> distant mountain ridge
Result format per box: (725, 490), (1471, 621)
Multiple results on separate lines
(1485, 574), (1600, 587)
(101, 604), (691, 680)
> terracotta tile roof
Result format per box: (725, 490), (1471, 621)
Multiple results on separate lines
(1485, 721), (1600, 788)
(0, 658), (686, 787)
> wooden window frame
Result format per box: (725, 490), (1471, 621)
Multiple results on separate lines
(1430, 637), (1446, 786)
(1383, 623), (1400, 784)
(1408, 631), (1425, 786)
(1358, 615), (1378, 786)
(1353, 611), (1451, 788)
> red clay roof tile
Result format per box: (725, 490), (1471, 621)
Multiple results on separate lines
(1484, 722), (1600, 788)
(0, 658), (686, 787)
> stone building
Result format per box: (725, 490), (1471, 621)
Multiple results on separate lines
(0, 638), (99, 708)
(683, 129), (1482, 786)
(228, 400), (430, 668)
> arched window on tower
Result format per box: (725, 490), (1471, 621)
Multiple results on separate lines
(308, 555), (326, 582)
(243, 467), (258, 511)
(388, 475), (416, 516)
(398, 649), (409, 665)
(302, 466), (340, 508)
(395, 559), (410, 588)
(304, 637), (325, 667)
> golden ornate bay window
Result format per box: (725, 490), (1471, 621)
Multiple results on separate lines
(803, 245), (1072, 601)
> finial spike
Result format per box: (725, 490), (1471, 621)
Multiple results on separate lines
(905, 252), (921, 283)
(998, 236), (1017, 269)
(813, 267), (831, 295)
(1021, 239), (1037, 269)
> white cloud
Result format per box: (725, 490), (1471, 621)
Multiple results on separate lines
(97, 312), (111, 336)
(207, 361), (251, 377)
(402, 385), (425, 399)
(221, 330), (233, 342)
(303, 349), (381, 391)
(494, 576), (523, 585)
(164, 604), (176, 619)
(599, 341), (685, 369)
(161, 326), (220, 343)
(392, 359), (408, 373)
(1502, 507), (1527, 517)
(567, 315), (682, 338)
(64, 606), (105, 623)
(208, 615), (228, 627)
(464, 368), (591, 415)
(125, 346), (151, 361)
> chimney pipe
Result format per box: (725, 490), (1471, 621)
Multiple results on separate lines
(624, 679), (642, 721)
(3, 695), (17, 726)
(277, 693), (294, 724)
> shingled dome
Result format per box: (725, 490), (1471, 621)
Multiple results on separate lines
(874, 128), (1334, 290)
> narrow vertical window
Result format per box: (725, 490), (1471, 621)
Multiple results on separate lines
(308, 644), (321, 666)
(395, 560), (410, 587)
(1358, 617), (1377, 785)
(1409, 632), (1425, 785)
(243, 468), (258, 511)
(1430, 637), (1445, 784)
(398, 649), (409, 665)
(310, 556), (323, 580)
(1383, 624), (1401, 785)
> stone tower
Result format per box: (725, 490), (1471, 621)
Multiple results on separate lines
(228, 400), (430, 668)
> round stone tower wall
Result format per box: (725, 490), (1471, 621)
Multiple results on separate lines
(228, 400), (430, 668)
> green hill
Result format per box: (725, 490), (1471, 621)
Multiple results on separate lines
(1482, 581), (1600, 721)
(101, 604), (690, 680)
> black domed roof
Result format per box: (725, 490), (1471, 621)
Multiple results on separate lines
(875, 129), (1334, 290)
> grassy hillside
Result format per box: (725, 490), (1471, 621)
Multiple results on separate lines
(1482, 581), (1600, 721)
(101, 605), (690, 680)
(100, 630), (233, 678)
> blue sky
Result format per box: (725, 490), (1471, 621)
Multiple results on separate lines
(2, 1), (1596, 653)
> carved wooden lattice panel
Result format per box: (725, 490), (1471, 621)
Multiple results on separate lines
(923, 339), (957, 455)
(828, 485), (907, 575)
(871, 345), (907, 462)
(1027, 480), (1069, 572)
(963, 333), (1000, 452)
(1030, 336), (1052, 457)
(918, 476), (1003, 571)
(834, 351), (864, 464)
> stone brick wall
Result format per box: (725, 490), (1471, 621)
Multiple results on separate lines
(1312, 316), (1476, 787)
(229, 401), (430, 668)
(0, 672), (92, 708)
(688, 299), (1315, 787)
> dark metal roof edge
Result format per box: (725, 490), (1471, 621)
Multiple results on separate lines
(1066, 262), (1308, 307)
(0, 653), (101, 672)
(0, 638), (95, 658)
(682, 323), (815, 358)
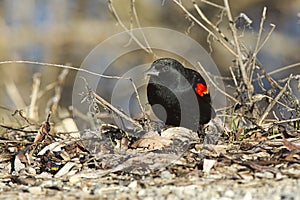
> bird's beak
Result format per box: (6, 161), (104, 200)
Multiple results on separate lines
(145, 66), (159, 76)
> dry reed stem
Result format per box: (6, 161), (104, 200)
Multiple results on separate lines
(0, 60), (146, 127)
(29, 73), (41, 120)
(4, 80), (26, 109)
(46, 68), (69, 115)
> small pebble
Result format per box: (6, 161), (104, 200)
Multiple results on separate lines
(224, 190), (235, 198)
(138, 189), (146, 196)
(160, 170), (173, 179)
(28, 186), (42, 194)
(128, 180), (138, 189)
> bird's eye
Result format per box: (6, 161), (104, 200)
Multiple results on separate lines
(163, 66), (169, 71)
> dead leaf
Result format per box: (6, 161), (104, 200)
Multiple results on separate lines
(130, 132), (172, 150)
(34, 113), (51, 143)
(131, 127), (197, 150)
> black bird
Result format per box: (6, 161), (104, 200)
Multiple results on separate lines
(146, 58), (214, 131)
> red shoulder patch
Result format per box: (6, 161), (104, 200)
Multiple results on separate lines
(195, 83), (208, 96)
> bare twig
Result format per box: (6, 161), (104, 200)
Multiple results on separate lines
(256, 24), (276, 56)
(0, 60), (122, 79)
(131, 0), (154, 55)
(128, 78), (146, 117)
(224, 0), (253, 100)
(257, 75), (292, 126)
(250, 7), (267, 82)
(0, 124), (37, 133)
(279, 74), (300, 83)
(192, 0), (230, 44)
(252, 7), (267, 59)
(0, 139), (33, 144)
(93, 91), (143, 131)
(172, 0), (237, 57)
(0, 60), (147, 119)
(201, 0), (225, 9)
(256, 61), (283, 90)
(252, 94), (296, 112)
(229, 66), (239, 89)
(249, 23), (276, 82)
(249, 9), (276, 84)
(12, 110), (34, 125)
(274, 118), (300, 124)
(239, 8), (280, 94)
(259, 62), (300, 78)
(108, 0), (153, 54)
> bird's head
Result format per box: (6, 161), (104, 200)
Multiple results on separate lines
(145, 58), (183, 78)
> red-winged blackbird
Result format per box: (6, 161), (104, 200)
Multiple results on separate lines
(146, 58), (214, 131)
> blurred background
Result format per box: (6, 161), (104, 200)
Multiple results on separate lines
(0, 0), (299, 123)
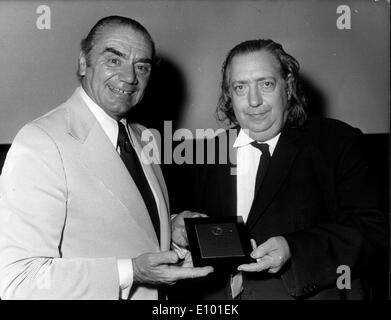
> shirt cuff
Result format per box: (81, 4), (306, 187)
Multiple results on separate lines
(117, 259), (133, 299)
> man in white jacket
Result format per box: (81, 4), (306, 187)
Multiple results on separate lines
(0, 15), (212, 300)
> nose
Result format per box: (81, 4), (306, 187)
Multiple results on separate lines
(119, 64), (138, 85)
(248, 86), (262, 107)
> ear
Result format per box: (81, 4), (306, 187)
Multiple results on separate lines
(78, 52), (87, 77)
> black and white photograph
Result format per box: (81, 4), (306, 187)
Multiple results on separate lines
(0, 0), (389, 312)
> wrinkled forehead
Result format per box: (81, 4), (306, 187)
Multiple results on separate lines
(93, 24), (153, 57)
(227, 50), (283, 82)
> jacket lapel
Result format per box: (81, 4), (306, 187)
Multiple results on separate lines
(66, 90), (159, 246)
(212, 127), (238, 217)
(246, 127), (304, 230)
(219, 146), (237, 217)
(128, 123), (170, 250)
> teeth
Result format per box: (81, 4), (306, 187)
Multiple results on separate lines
(108, 85), (133, 95)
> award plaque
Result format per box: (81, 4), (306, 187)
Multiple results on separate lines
(184, 216), (254, 271)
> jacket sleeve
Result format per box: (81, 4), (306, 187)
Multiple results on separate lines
(281, 128), (387, 297)
(0, 124), (119, 299)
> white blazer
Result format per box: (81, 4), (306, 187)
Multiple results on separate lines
(0, 89), (170, 299)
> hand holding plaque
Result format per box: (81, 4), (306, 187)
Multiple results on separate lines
(171, 210), (208, 248)
(184, 216), (255, 272)
(237, 236), (291, 274)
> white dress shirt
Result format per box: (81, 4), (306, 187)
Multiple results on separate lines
(233, 129), (280, 223)
(230, 129), (281, 299)
(79, 86), (159, 299)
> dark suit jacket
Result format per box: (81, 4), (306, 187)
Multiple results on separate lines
(176, 117), (386, 300)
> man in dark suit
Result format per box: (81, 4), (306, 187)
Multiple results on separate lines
(178, 39), (386, 300)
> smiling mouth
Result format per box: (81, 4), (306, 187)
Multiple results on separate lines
(248, 111), (269, 118)
(108, 84), (135, 96)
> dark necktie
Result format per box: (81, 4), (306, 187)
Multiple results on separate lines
(251, 142), (271, 197)
(117, 121), (160, 242)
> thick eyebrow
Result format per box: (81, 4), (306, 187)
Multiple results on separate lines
(102, 47), (152, 64)
(135, 57), (153, 64)
(231, 76), (276, 85)
(102, 47), (127, 59)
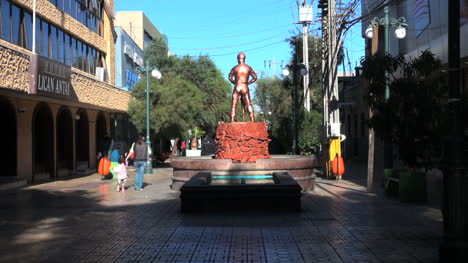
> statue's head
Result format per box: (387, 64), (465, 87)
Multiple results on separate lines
(237, 52), (246, 63)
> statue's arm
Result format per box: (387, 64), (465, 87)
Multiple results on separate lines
(248, 67), (257, 84)
(228, 68), (236, 84)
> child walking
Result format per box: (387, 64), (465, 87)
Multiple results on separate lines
(113, 156), (128, 192)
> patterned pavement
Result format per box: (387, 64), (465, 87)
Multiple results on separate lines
(0, 163), (442, 263)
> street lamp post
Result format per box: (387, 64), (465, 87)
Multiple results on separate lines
(364, 6), (407, 100)
(364, 6), (407, 169)
(282, 64), (308, 155)
(136, 61), (162, 175)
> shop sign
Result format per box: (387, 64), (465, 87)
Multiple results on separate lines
(29, 54), (73, 99)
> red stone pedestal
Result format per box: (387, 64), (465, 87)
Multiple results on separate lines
(215, 122), (271, 163)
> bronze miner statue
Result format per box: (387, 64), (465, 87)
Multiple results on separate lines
(229, 52), (257, 122)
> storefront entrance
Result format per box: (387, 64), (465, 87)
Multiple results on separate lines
(0, 98), (17, 177)
(57, 107), (74, 177)
(32, 103), (54, 182)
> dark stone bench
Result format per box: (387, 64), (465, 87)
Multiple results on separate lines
(180, 172), (302, 212)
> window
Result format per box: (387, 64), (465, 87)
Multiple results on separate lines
(23, 11), (32, 50)
(1, 0), (11, 42)
(41, 20), (49, 57)
(64, 0), (70, 14)
(64, 33), (71, 65)
(0, 1), (104, 72)
(83, 44), (89, 72)
(77, 40), (82, 69)
(70, 0), (76, 19)
(57, 0), (63, 10)
(89, 47), (95, 75)
(50, 25), (58, 60)
(76, 3), (82, 23)
(143, 31), (153, 49)
(57, 29), (64, 63)
(11, 4), (20, 45)
(80, 4), (86, 25)
(72, 37), (77, 67)
(34, 17), (40, 52)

### [What you should do]
Answer with the number alone: how many lines in the records include the word "tower"?

### [Result below]
3